┌────────
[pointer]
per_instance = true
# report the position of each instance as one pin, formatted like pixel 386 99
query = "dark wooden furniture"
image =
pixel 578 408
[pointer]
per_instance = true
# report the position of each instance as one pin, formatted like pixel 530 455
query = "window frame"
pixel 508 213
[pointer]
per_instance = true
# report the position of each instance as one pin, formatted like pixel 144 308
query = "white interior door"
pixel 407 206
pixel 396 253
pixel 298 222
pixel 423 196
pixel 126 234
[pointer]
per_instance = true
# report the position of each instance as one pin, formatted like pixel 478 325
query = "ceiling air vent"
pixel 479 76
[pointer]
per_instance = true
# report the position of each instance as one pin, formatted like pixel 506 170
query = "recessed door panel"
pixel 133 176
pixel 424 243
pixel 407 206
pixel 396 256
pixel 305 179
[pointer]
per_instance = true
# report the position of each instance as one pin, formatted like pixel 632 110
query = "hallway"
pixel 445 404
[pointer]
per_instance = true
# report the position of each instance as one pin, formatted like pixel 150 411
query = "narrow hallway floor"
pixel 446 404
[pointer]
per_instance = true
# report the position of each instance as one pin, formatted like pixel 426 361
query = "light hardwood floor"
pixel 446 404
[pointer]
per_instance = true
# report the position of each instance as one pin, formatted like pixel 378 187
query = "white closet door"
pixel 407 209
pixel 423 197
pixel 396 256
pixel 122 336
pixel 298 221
└────────
┌────────
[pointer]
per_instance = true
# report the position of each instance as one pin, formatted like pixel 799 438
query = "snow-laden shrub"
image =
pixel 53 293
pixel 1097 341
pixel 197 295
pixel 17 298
└────────
┌────────
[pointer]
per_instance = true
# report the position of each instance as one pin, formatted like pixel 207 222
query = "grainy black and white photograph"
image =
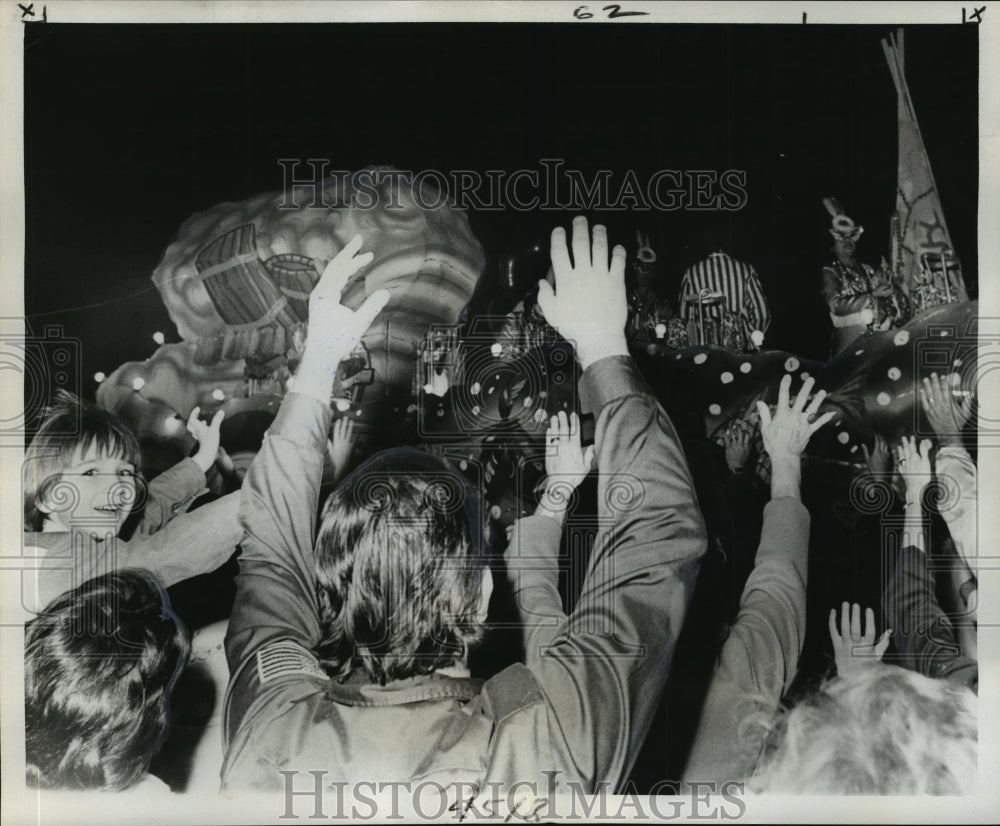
└────────
Task prompt:
Identify each line in the data above that contains the word "floor", and copy those lines in full.

Solution to this problem:
query = "narrow hallway floor"
query = "light hardwood floor"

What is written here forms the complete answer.